> WHAT IS BEING ASKED:
Pick out every line in the material below that contains the word "cluster", and copy each of those lines in full.

> DATA:
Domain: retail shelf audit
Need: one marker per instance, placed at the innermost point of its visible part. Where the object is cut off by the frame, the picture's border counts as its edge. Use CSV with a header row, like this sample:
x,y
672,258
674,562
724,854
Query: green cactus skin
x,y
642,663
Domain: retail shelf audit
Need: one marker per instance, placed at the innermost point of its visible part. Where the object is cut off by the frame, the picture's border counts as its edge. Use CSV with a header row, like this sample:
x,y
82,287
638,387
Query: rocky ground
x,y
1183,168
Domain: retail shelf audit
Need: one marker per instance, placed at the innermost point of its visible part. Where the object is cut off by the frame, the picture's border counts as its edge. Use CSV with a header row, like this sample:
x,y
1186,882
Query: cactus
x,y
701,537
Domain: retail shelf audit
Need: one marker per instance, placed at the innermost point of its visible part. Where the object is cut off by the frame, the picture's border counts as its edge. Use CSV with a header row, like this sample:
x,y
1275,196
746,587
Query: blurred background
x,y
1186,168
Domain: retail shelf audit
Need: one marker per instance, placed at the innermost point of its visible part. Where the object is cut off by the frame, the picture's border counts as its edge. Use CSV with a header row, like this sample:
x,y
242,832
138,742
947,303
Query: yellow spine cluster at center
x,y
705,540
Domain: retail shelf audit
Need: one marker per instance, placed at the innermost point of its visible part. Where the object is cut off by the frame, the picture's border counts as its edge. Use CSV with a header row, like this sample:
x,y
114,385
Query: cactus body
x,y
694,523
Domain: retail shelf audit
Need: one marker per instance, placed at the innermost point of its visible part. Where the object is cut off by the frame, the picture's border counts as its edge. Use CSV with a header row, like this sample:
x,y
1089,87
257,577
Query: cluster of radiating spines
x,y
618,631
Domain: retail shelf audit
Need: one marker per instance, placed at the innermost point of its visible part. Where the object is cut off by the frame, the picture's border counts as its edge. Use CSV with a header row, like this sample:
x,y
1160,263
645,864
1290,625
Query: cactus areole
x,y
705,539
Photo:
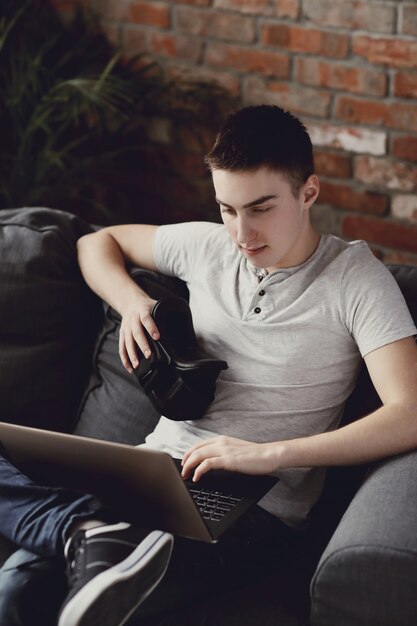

> ANSWER FOR THIS EXERCISE:
Query: yellow spine cluster at center
Query: cluster of radiating spines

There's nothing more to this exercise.